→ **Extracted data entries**
• • • • • • •

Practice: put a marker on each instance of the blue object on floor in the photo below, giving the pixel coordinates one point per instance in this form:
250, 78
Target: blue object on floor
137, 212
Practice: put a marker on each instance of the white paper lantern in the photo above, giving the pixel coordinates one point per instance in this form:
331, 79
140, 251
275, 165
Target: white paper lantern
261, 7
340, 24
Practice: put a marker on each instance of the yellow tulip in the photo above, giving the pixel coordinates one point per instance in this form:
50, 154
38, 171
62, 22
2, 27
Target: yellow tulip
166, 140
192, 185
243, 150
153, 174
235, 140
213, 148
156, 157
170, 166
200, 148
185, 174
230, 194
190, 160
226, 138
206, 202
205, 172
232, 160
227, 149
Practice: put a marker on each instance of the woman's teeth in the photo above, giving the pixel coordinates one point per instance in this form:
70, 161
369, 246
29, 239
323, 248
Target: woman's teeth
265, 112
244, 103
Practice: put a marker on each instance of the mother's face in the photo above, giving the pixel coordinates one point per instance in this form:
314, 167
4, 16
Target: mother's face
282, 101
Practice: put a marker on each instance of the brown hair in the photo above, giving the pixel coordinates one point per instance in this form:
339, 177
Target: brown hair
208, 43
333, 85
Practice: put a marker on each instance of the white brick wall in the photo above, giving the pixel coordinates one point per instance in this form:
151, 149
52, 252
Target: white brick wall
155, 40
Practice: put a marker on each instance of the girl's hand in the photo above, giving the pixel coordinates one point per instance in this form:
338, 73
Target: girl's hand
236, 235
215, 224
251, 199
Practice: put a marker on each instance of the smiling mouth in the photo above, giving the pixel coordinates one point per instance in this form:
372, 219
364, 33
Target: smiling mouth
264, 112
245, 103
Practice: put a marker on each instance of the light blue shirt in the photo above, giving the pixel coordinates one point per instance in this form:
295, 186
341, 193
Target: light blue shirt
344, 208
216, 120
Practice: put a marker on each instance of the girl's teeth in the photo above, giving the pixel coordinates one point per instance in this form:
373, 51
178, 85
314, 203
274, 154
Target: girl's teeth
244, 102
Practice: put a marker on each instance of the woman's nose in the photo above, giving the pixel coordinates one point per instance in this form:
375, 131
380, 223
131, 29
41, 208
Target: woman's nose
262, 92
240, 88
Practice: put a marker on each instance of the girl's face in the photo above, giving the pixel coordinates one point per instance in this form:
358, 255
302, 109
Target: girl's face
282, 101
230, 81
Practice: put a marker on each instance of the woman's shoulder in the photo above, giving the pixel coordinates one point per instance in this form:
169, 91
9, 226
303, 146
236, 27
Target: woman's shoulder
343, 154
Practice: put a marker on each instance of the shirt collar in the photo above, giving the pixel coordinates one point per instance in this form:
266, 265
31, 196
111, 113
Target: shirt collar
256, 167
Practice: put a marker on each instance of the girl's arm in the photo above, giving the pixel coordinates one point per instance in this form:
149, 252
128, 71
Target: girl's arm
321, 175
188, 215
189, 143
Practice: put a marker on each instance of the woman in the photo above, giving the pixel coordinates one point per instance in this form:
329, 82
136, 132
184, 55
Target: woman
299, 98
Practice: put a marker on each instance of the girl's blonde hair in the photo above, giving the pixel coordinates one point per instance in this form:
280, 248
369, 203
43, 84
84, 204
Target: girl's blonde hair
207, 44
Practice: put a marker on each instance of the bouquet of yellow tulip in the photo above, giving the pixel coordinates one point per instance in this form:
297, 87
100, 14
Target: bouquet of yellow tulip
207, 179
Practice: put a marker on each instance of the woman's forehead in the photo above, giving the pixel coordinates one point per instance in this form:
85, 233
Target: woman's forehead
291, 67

• • • • • • •

→ **What is required**
Restate every entry word for word.

→ **Completed task**
Practice: put a marker on each instance of the blue object on floor in the photo below, giving the pixel coordinates one point per instance in this form:
250, 78
Target: blue object on floor
137, 212
Practice: put a marker on each instance of the white paper lantern in the photo above, giving the pixel coordinates one point per instance in this form:
331, 79
140, 251
275, 165
Target: white paper lantern
261, 7
340, 24
Practice: put a marker on each instance of the yellow tulip in the photo above, giving the pixel coordinates one point per instance in this form:
50, 154
38, 171
62, 22
2, 27
Target: yellow tulip
166, 140
192, 185
243, 150
153, 174
235, 140
213, 148
156, 157
170, 166
200, 148
185, 174
230, 194
190, 160
226, 138
206, 202
205, 172
232, 160
227, 149
Practice: put a marker on each instance of the woman's teeth in the photo above, giving the pixel coordinates one point per instance in this form:
70, 161
369, 246
29, 239
323, 248
Target: woman's teeth
265, 112
244, 103
Practice: put a marker on each instance of the mother's face in the photo above, giving the pixel coordinates one point per instance in this form:
314, 167
4, 16
Target: mother's face
282, 101
Practice: put a marker on each instance of the brown hair in the photo above, giving the pixel coordinates one point per instance in this form:
339, 177
Target: brown hair
208, 43
333, 85
Practice: put a marker on each instance of the white brick wall in the photo above, giving the pixel coordinates one point per instance in this form:
151, 149
52, 252
Target: white brick wall
155, 40
Practice: put a marker on each instance of the girl's hand in the photo above, giving the pixel coordinates one point per instance in this form:
338, 73
Target: girl's hand
236, 235
215, 224
251, 199
Practice: put a marker on each instance of the smiling mouth in the photo above, giving the pixel coordinates one point per instance in this form:
372, 219
364, 33
Target: smiling mouth
264, 112
245, 103
Practice: put a marker on each instance of the light blue shirt in the photo above, giving the pixel coordinates one point per instance in this form:
295, 186
341, 193
Target: light blue shirt
344, 208
216, 120
Practice: put a marker on each instance of the girl's teeth in the photo above, giving the pixel coordinates one point per instance in this form:
373, 51
178, 85
314, 203
274, 154
Target: girl's teeth
244, 102
Practice: put a marker on each instance of the woman's nose in the photo above, giving the pixel coordinates one point per instance in this form:
375, 131
380, 223
131, 29
41, 208
Target: woman's nose
262, 92
240, 88
Practice: put a marker on each instance of the girl's face in the photo above, giving the pixel coordinates one point per instance in this form:
358, 255
302, 109
Target: girl's face
282, 101
230, 81
Practice: put a marker on each instance of the woman's shoulder in the photo above, giving the pixel coordinates one point per instance in this form:
169, 91
9, 226
303, 146
236, 27
Target: woman's shoulder
343, 154
Practice: put a marker on each instance of the shirt collar in the photo above, giving the pixel coordinates one point per instance in this form:
266, 265
31, 196
111, 113
Target: shirt collar
256, 167
Practice: put a marker on each instance of the girl's arm in the photo above, giving the pixel coordinates one point per instance in this form:
149, 252
128, 71
Target: girl's arm
321, 175
188, 215
189, 143
Practice: put a marker on each instance of the woman in the photo above, giving the pixel coordinates one point per instance in this form:
329, 82
136, 132
184, 55
Target: woman
299, 98
Practice: put a marker on each instance of the girl's blonde hair in the photo above, giving the pixel coordinates one point per instance in this form:
280, 248
369, 203
43, 84
84, 204
Target: girl's blonde hair
207, 44
Practice: put a marker on each instance of the bouquet of yellow tulip in the photo above, giving the pixel coordinates one point per instance in this form:
297, 87
100, 14
Target: bouquet of yellow tulip
207, 179
Practice: put a marker on each instance of the woman's forehead in the photo above, giving the pixel coordinates one point per instance in this form:
85, 233
Target: woman's forehead
291, 67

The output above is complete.